**Task directions**
Lines with the string "baseboard" are to be identified in the listing and copied.

(Task input)

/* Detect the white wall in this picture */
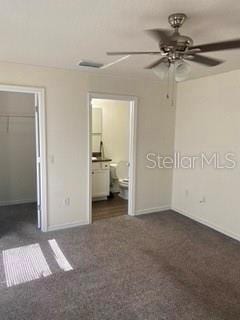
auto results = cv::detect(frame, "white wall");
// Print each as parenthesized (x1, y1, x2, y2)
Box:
(0, 62, 175, 229)
(172, 70, 240, 240)
(92, 99, 130, 163)
(0, 92, 36, 205)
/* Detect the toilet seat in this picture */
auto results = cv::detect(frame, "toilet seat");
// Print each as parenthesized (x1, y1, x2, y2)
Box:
(119, 179, 128, 188)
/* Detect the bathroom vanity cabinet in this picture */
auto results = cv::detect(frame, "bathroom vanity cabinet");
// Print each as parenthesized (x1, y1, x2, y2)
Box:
(92, 161, 110, 200)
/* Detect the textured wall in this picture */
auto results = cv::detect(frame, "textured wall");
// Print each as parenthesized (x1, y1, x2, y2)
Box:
(173, 70, 240, 240)
(0, 61, 175, 229)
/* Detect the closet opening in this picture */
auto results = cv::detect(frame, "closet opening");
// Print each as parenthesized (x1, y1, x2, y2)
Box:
(0, 86, 47, 234)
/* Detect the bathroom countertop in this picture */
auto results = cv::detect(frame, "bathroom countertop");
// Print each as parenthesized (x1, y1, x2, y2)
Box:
(92, 158, 112, 163)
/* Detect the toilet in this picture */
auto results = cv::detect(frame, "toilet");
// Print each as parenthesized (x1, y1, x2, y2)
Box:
(110, 161, 129, 200)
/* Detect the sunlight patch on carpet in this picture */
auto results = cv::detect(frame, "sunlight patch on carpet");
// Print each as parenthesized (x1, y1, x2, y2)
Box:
(48, 239, 73, 272)
(3, 243, 52, 287)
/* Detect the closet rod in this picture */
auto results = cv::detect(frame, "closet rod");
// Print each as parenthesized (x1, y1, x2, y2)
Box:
(0, 113, 34, 118)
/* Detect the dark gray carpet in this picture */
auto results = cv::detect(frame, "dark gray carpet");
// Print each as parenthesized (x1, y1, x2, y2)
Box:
(0, 204, 240, 319)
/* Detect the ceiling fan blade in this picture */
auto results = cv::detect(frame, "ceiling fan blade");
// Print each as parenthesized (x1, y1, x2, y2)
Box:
(107, 51, 160, 55)
(145, 57, 169, 69)
(190, 39, 240, 53)
(101, 55, 130, 69)
(184, 48, 202, 55)
(145, 28, 173, 43)
(185, 54, 224, 66)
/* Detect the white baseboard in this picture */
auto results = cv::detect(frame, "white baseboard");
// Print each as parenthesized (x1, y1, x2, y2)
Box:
(172, 206, 240, 242)
(0, 199, 36, 207)
(135, 205, 170, 216)
(47, 220, 89, 232)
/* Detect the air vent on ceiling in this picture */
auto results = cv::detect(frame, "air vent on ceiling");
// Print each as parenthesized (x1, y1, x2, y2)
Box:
(78, 61, 104, 68)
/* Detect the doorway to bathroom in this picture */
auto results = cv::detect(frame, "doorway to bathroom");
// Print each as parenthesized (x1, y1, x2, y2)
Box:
(88, 93, 137, 222)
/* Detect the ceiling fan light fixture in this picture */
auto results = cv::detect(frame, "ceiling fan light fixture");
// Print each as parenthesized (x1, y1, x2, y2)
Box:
(153, 62, 170, 80)
(175, 60, 191, 81)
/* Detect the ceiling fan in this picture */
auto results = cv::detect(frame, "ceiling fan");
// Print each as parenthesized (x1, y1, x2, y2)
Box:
(106, 13, 240, 80)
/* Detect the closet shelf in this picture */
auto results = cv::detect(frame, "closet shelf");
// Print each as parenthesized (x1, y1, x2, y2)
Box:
(0, 113, 34, 118)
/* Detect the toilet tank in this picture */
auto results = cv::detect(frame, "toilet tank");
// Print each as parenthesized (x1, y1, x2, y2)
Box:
(116, 161, 129, 180)
(110, 163, 118, 179)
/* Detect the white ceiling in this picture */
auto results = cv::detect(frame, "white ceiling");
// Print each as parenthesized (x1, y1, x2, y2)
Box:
(1, 0, 240, 80)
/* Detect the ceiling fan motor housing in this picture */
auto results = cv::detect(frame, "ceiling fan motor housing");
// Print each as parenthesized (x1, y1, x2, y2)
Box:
(157, 14, 193, 57)
(159, 35, 194, 62)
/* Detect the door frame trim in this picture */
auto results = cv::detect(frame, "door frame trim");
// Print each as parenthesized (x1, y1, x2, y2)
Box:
(87, 92, 138, 223)
(0, 84, 48, 232)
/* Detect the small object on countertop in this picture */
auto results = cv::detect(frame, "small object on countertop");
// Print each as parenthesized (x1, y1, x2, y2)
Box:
(100, 141, 105, 159)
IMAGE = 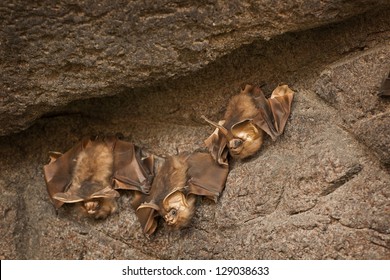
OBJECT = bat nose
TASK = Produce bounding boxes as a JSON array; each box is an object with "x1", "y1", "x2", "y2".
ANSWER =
[{"x1": 164, "y1": 214, "x2": 174, "y2": 224}]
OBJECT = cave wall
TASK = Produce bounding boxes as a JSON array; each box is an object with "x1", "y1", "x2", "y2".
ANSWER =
[
  {"x1": 1, "y1": 0, "x2": 389, "y2": 136},
  {"x1": 0, "y1": 2, "x2": 389, "y2": 259}
]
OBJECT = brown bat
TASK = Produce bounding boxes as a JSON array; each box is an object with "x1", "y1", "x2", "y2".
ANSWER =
[
  {"x1": 43, "y1": 135, "x2": 154, "y2": 219},
  {"x1": 131, "y1": 152, "x2": 229, "y2": 235},
  {"x1": 202, "y1": 84, "x2": 294, "y2": 164},
  {"x1": 379, "y1": 71, "x2": 390, "y2": 96}
]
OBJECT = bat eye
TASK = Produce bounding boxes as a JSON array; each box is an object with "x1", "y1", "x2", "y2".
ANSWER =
[
  {"x1": 230, "y1": 139, "x2": 243, "y2": 149},
  {"x1": 170, "y1": 209, "x2": 177, "y2": 216}
]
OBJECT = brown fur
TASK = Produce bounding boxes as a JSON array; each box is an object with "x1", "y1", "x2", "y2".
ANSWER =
[
  {"x1": 79, "y1": 197, "x2": 118, "y2": 219},
  {"x1": 70, "y1": 142, "x2": 113, "y2": 191},
  {"x1": 221, "y1": 90, "x2": 264, "y2": 159},
  {"x1": 70, "y1": 142, "x2": 116, "y2": 219},
  {"x1": 224, "y1": 93, "x2": 259, "y2": 129},
  {"x1": 151, "y1": 155, "x2": 197, "y2": 229}
]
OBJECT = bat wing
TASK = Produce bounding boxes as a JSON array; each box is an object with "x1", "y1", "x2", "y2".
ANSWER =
[
  {"x1": 53, "y1": 186, "x2": 120, "y2": 204},
  {"x1": 253, "y1": 84, "x2": 294, "y2": 140},
  {"x1": 204, "y1": 122, "x2": 229, "y2": 166},
  {"x1": 185, "y1": 152, "x2": 229, "y2": 202},
  {"x1": 135, "y1": 202, "x2": 160, "y2": 235},
  {"x1": 53, "y1": 192, "x2": 85, "y2": 203},
  {"x1": 89, "y1": 186, "x2": 120, "y2": 199},
  {"x1": 111, "y1": 140, "x2": 154, "y2": 194},
  {"x1": 379, "y1": 71, "x2": 390, "y2": 96},
  {"x1": 43, "y1": 137, "x2": 90, "y2": 208}
]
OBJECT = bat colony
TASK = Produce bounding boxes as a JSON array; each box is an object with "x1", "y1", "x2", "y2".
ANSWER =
[{"x1": 43, "y1": 84, "x2": 294, "y2": 236}]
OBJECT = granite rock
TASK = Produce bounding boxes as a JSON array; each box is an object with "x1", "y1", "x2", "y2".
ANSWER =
[{"x1": 1, "y1": 0, "x2": 390, "y2": 135}]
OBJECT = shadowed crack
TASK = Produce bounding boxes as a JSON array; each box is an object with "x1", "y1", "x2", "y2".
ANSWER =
[
  {"x1": 330, "y1": 215, "x2": 390, "y2": 236},
  {"x1": 370, "y1": 236, "x2": 390, "y2": 250},
  {"x1": 289, "y1": 202, "x2": 318, "y2": 216},
  {"x1": 321, "y1": 164, "x2": 363, "y2": 196}
]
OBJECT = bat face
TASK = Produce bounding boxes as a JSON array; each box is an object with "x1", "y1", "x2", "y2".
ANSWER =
[
  {"x1": 227, "y1": 137, "x2": 263, "y2": 159},
  {"x1": 228, "y1": 120, "x2": 264, "y2": 159},
  {"x1": 83, "y1": 200, "x2": 100, "y2": 214},
  {"x1": 162, "y1": 191, "x2": 196, "y2": 229},
  {"x1": 82, "y1": 197, "x2": 118, "y2": 219}
]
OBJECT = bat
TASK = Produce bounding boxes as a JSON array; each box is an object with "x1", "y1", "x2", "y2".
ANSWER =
[
  {"x1": 202, "y1": 84, "x2": 294, "y2": 164},
  {"x1": 379, "y1": 71, "x2": 390, "y2": 96},
  {"x1": 52, "y1": 140, "x2": 119, "y2": 219},
  {"x1": 131, "y1": 152, "x2": 229, "y2": 235},
  {"x1": 43, "y1": 135, "x2": 154, "y2": 219}
]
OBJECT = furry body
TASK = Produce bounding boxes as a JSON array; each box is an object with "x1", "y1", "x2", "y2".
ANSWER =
[
  {"x1": 148, "y1": 155, "x2": 196, "y2": 229},
  {"x1": 69, "y1": 142, "x2": 117, "y2": 219}
]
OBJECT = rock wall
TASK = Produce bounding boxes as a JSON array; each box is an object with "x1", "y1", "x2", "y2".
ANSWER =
[
  {"x1": 0, "y1": 3, "x2": 389, "y2": 259},
  {"x1": 1, "y1": 0, "x2": 389, "y2": 135}
]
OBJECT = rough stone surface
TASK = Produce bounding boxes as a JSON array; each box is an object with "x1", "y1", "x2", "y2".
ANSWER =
[
  {"x1": 352, "y1": 113, "x2": 390, "y2": 166},
  {"x1": 315, "y1": 46, "x2": 390, "y2": 165},
  {"x1": 1, "y1": 0, "x2": 390, "y2": 135},
  {"x1": 0, "y1": 6, "x2": 390, "y2": 260}
]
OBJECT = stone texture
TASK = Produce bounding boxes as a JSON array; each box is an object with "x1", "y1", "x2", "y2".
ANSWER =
[
  {"x1": 1, "y1": 0, "x2": 390, "y2": 135},
  {"x1": 315, "y1": 45, "x2": 390, "y2": 166},
  {"x1": 352, "y1": 113, "x2": 390, "y2": 166},
  {"x1": 0, "y1": 5, "x2": 390, "y2": 260}
]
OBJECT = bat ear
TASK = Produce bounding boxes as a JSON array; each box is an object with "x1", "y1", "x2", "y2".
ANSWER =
[
  {"x1": 162, "y1": 190, "x2": 188, "y2": 210},
  {"x1": 89, "y1": 186, "x2": 120, "y2": 199},
  {"x1": 240, "y1": 84, "x2": 255, "y2": 95},
  {"x1": 136, "y1": 202, "x2": 160, "y2": 235},
  {"x1": 53, "y1": 192, "x2": 84, "y2": 203},
  {"x1": 241, "y1": 84, "x2": 265, "y2": 98},
  {"x1": 271, "y1": 84, "x2": 294, "y2": 98},
  {"x1": 230, "y1": 119, "x2": 260, "y2": 140},
  {"x1": 204, "y1": 121, "x2": 229, "y2": 165},
  {"x1": 48, "y1": 151, "x2": 63, "y2": 162},
  {"x1": 201, "y1": 115, "x2": 232, "y2": 140}
]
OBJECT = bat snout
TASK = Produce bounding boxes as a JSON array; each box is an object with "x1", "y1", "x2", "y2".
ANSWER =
[
  {"x1": 228, "y1": 139, "x2": 245, "y2": 157},
  {"x1": 229, "y1": 139, "x2": 243, "y2": 149},
  {"x1": 164, "y1": 214, "x2": 176, "y2": 225}
]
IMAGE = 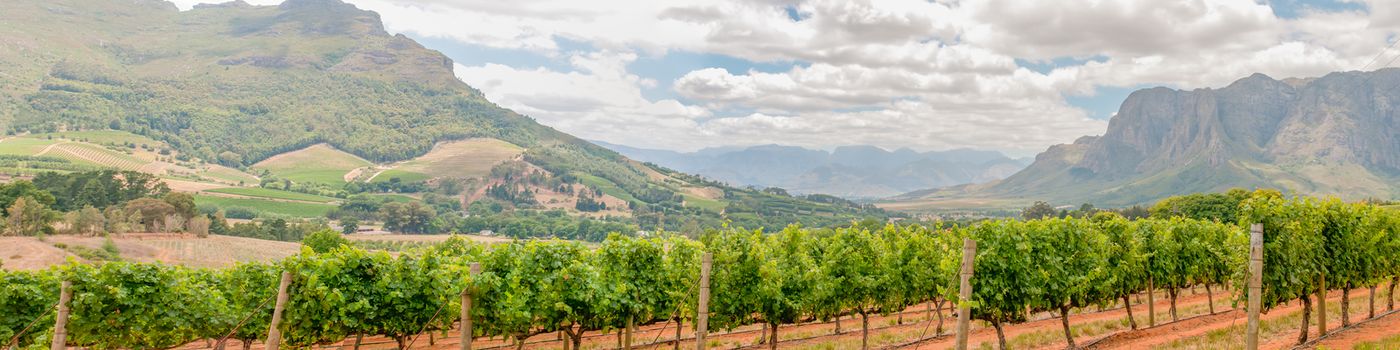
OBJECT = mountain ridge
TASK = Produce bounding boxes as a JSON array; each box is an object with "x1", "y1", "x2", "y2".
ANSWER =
[
  {"x1": 891, "y1": 70, "x2": 1400, "y2": 208},
  {"x1": 594, "y1": 141, "x2": 1030, "y2": 199},
  {"x1": 0, "y1": 0, "x2": 890, "y2": 228}
]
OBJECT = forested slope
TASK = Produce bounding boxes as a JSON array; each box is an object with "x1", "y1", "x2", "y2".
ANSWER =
[{"x1": 0, "y1": 0, "x2": 888, "y2": 228}]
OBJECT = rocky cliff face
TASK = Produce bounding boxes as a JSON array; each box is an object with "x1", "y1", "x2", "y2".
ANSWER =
[{"x1": 901, "y1": 70, "x2": 1400, "y2": 206}]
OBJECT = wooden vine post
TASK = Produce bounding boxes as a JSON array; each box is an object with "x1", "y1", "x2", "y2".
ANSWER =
[
  {"x1": 50, "y1": 280, "x2": 72, "y2": 350},
  {"x1": 1317, "y1": 274, "x2": 1327, "y2": 335},
  {"x1": 695, "y1": 253, "x2": 712, "y2": 350},
  {"x1": 954, "y1": 238, "x2": 976, "y2": 350},
  {"x1": 461, "y1": 263, "x2": 481, "y2": 350},
  {"x1": 1245, "y1": 224, "x2": 1263, "y2": 350},
  {"x1": 265, "y1": 271, "x2": 293, "y2": 350}
]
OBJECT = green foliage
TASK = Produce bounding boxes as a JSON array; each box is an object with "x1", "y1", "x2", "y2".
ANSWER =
[
  {"x1": 0, "y1": 269, "x2": 59, "y2": 347},
  {"x1": 64, "y1": 262, "x2": 232, "y2": 349},
  {"x1": 31, "y1": 170, "x2": 168, "y2": 212},
  {"x1": 1235, "y1": 191, "x2": 1325, "y2": 310},
  {"x1": 1150, "y1": 189, "x2": 1251, "y2": 222},
  {"x1": 0, "y1": 194, "x2": 1394, "y2": 349},
  {"x1": 302, "y1": 229, "x2": 350, "y2": 253}
]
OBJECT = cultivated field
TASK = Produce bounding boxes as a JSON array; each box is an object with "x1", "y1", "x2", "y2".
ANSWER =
[
  {"x1": 193, "y1": 194, "x2": 337, "y2": 217},
  {"x1": 370, "y1": 138, "x2": 523, "y2": 182},
  {"x1": 252, "y1": 143, "x2": 372, "y2": 185},
  {"x1": 0, "y1": 234, "x2": 301, "y2": 269},
  {"x1": 204, "y1": 187, "x2": 340, "y2": 203}
]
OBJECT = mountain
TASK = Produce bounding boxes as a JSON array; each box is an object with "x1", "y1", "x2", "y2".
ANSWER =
[
  {"x1": 892, "y1": 71, "x2": 1400, "y2": 208},
  {"x1": 0, "y1": 0, "x2": 889, "y2": 228},
  {"x1": 594, "y1": 142, "x2": 1030, "y2": 198}
]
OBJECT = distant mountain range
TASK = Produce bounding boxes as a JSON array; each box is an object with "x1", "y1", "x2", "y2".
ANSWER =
[
  {"x1": 595, "y1": 142, "x2": 1031, "y2": 199},
  {"x1": 892, "y1": 71, "x2": 1400, "y2": 207}
]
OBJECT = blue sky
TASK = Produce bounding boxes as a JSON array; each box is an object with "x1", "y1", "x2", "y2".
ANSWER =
[{"x1": 172, "y1": 0, "x2": 1393, "y2": 156}]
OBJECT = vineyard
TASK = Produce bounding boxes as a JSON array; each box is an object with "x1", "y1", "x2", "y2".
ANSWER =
[{"x1": 3, "y1": 191, "x2": 1399, "y2": 350}]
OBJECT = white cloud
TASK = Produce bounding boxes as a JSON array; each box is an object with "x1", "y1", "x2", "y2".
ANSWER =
[
  {"x1": 165, "y1": 0, "x2": 1400, "y2": 156},
  {"x1": 452, "y1": 53, "x2": 713, "y2": 150}
]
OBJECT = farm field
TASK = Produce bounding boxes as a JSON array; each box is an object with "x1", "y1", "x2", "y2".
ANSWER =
[
  {"x1": 370, "y1": 138, "x2": 523, "y2": 183},
  {"x1": 1, "y1": 234, "x2": 301, "y2": 269},
  {"x1": 204, "y1": 187, "x2": 340, "y2": 203},
  {"x1": 47, "y1": 142, "x2": 147, "y2": 171},
  {"x1": 34, "y1": 130, "x2": 164, "y2": 146},
  {"x1": 252, "y1": 143, "x2": 371, "y2": 185},
  {"x1": 0, "y1": 137, "x2": 59, "y2": 155},
  {"x1": 194, "y1": 194, "x2": 337, "y2": 217}
]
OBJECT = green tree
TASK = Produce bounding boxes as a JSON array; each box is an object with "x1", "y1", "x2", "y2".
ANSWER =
[
  {"x1": 1021, "y1": 201, "x2": 1056, "y2": 220},
  {"x1": 302, "y1": 229, "x2": 350, "y2": 254},
  {"x1": 6, "y1": 196, "x2": 57, "y2": 236}
]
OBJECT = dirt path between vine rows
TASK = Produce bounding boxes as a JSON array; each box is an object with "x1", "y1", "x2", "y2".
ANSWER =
[
  {"x1": 175, "y1": 285, "x2": 1400, "y2": 350},
  {"x1": 1307, "y1": 305, "x2": 1400, "y2": 349},
  {"x1": 1090, "y1": 283, "x2": 1396, "y2": 350}
]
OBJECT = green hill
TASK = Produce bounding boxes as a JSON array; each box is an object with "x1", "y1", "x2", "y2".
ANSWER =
[{"x1": 0, "y1": 0, "x2": 889, "y2": 228}]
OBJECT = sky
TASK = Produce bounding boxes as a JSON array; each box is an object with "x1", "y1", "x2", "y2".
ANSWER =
[{"x1": 170, "y1": 0, "x2": 1398, "y2": 157}]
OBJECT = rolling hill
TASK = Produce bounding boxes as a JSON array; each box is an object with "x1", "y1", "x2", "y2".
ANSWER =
[
  {"x1": 0, "y1": 0, "x2": 888, "y2": 227},
  {"x1": 890, "y1": 71, "x2": 1400, "y2": 209}
]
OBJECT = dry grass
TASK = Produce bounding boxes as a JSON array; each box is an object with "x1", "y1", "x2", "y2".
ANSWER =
[
  {"x1": 40, "y1": 234, "x2": 301, "y2": 268},
  {"x1": 0, "y1": 237, "x2": 74, "y2": 269},
  {"x1": 376, "y1": 138, "x2": 523, "y2": 180}
]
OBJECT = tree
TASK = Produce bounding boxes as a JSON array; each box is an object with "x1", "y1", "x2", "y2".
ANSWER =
[
  {"x1": 0, "y1": 180, "x2": 55, "y2": 215},
  {"x1": 340, "y1": 217, "x2": 360, "y2": 235},
  {"x1": 302, "y1": 229, "x2": 349, "y2": 253},
  {"x1": 6, "y1": 196, "x2": 56, "y2": 236},
  {"x1": 188, "y1": 215, "x2": 212, "y2": 238},
  {"x1": 125, "y1": 197, "x2": 176, "y2": 232},
  {"x1": 164, "y1": 192, "x2": 198, "y2": 220},
  {"x1": 74, "y1": 206, "x2": 106, "y2": 235},
  {"x1": 380, "y1": 201, "x2": 436, "y2": 234},
  {"x1": 1022, "y1": 201, "x2": 1056, "y2": 220}
]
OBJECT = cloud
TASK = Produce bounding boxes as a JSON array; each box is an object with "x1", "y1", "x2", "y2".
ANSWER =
[{"x1": 166, "y1": 0, "x2": 1400, "y2": 157}]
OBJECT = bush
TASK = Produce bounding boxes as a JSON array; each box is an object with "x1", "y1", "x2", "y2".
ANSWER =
[{"x1": 301, "y1": 229, "x2": 349, "y2": 254}]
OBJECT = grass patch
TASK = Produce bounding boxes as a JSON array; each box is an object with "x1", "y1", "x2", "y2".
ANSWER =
[
  {"x1": 575, "y1": 173, "x2": 639, "y2": 203},
  {"x1": 380, "y1": 138, "x2": 522, "y2": 179},
  {"x1": 366, "y1": 193, "x2": 417, "y2": 203},
  {"x1": 0, "y1": 137, "x2": 59, "y2": 156},
  {"x1": 205, "y1": 187, "x2": 338, "y2": 203},
  {"x1": 1159, "y1": 288, "x2": 1391, "y2": 349},
  {"x1": 1347, "y1": 333, "x2": 1400, "y2": 350},
  {"x1": 38, "y1": 130, "x2": 161, "y2": 146},
  {"x1": 370, "y1": 168, "x2": 431, "y2": 184},
  {"x1": 194, "y1": 194, "x2": 335, "y2": 218},
  {"x1": 198, "y1": 165, "x2": 259, "y2": 185},
  {"x1": 681, "y1": 193, "x2": 726, "y2": 212},
  {"x1": 251, "y1": 144, "x2": 369, "y2": 185}
]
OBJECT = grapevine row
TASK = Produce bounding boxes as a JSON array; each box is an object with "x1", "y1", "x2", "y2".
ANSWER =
[{"x1": 2, "y1": 191, "x2": 1398, "y2": 349}]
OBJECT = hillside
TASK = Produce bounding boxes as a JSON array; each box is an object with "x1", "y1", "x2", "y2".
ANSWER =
[
  {"x1": 0, "y1": 0, "x2": 887, "y2": 228},
  {"x1": 890, "y1": 70, "x2": 1400, "y2": 208},
  {"x1": 596, "y1": 142, "x2": 1028, "y2": 198}
]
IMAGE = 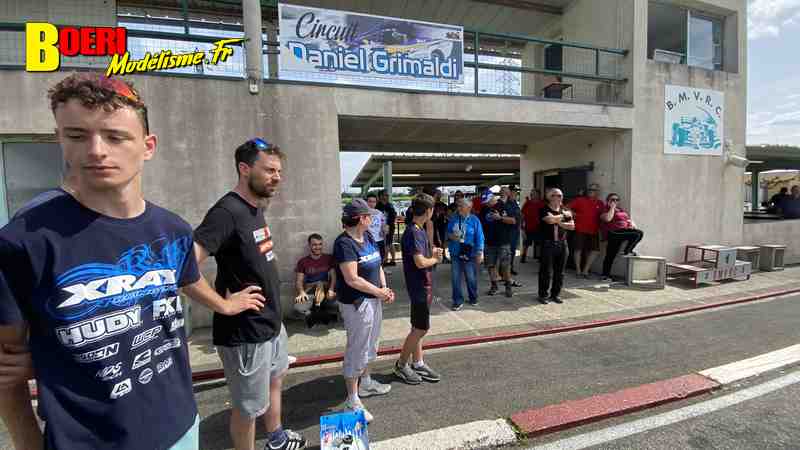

(End Task input)

**Exercise output**
/* Detect the white baseboard in this picture */
auto results = cv::detect(frame, "white baseboard");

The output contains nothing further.